◆ Task statement ◆
Choose each line of the records that contains the string "boat" and copy those lines out. Case counts.

◆ Data listing ◆

+ + +

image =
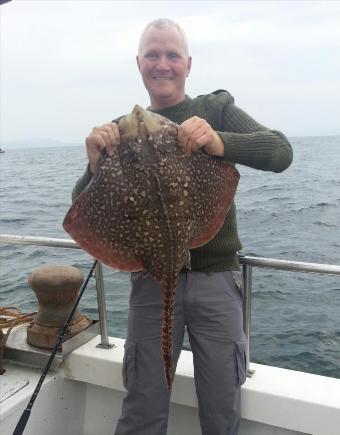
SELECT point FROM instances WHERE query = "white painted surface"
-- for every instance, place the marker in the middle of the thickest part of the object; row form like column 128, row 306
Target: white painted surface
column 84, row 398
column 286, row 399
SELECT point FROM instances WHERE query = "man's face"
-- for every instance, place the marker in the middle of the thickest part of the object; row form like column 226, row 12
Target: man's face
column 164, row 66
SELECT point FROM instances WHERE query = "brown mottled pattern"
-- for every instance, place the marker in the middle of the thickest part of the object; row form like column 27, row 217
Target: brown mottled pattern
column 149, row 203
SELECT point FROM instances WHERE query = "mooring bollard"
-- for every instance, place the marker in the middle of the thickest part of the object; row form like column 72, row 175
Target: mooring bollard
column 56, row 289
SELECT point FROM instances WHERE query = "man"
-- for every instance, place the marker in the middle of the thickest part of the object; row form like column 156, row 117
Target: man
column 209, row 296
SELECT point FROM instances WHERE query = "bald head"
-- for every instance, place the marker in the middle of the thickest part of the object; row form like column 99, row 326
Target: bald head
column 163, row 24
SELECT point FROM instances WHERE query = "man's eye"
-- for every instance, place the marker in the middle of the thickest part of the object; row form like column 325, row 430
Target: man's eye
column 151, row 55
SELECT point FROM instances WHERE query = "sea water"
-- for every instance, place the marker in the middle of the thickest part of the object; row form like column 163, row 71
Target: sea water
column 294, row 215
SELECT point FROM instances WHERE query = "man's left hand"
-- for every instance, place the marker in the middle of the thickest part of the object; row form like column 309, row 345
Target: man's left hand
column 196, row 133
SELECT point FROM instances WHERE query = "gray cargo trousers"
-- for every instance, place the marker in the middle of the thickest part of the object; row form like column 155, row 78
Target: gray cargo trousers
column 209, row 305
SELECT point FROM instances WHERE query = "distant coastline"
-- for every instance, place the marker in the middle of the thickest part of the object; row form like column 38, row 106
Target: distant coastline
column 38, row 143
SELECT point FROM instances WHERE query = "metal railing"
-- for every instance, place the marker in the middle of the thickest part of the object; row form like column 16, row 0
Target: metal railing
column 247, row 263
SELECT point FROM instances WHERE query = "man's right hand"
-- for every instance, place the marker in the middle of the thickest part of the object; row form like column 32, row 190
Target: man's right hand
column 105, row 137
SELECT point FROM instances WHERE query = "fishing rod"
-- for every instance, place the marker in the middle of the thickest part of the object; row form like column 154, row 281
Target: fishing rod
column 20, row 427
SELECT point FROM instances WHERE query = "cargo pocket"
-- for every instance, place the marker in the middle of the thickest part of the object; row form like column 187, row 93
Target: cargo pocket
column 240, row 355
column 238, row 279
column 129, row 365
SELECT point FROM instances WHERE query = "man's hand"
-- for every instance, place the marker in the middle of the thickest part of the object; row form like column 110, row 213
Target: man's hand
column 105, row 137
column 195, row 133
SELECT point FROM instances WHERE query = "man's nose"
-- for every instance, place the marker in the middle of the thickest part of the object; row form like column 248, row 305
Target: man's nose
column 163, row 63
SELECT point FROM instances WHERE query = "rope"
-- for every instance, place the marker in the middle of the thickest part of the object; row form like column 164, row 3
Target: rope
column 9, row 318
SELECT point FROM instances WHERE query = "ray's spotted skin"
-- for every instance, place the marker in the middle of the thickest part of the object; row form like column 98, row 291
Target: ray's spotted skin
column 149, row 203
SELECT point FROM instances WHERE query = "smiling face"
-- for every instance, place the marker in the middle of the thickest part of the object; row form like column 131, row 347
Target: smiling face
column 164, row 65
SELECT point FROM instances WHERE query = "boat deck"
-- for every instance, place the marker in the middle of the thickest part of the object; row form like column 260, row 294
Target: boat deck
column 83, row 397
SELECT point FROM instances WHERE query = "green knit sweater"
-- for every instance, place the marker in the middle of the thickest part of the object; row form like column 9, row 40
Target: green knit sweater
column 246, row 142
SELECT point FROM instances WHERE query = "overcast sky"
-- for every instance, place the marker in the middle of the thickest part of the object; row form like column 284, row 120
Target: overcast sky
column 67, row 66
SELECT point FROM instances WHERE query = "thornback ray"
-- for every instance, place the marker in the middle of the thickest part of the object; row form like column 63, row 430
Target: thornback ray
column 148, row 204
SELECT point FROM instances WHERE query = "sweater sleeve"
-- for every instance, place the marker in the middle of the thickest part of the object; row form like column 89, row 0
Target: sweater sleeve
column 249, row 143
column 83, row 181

+ + +

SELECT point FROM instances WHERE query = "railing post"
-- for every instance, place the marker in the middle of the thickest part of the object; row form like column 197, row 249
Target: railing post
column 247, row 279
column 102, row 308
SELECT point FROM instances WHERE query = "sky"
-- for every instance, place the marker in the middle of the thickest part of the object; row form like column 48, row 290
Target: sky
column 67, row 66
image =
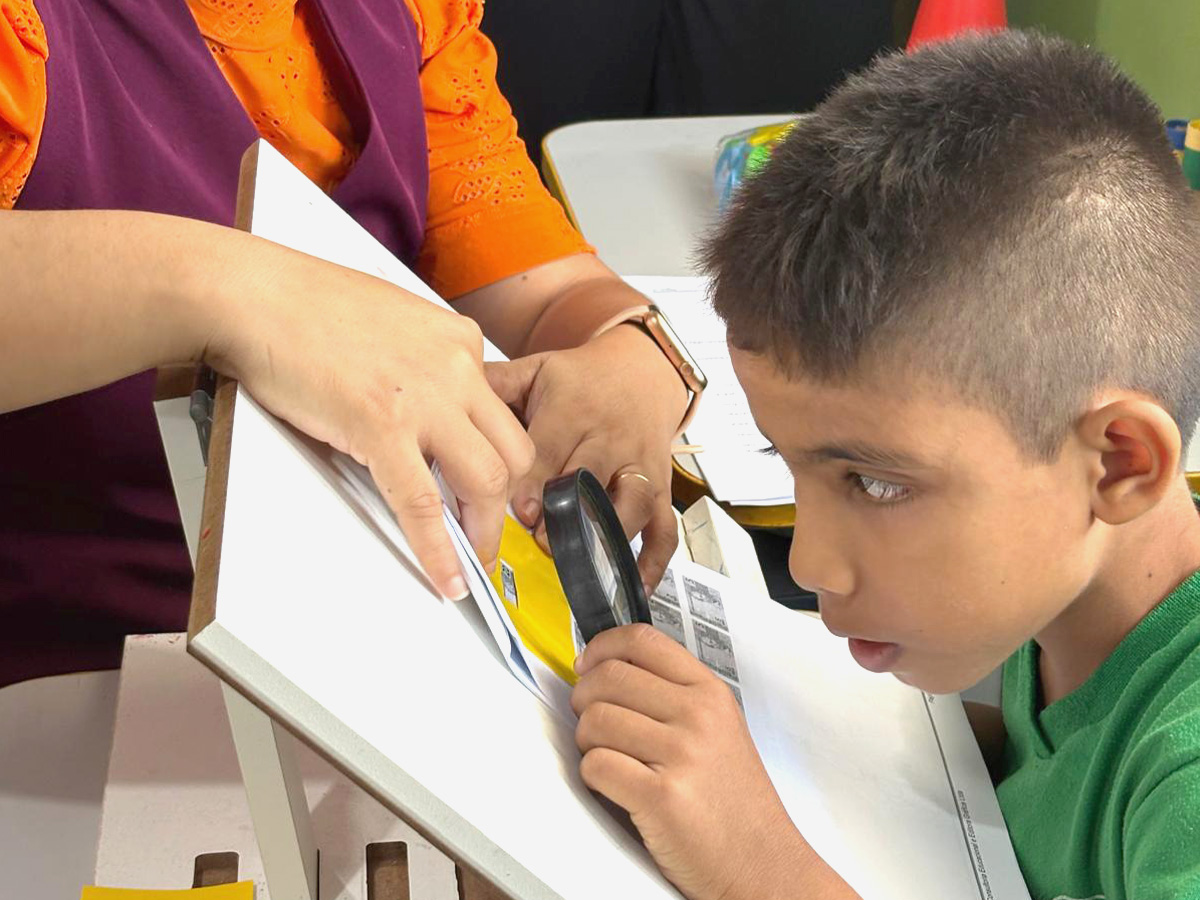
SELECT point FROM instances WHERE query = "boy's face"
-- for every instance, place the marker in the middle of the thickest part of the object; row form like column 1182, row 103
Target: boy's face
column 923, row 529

+ + +

◆ Output for this task ◆
SELECT point FROM instances WHERE query = "boat deck"
Target: boat deck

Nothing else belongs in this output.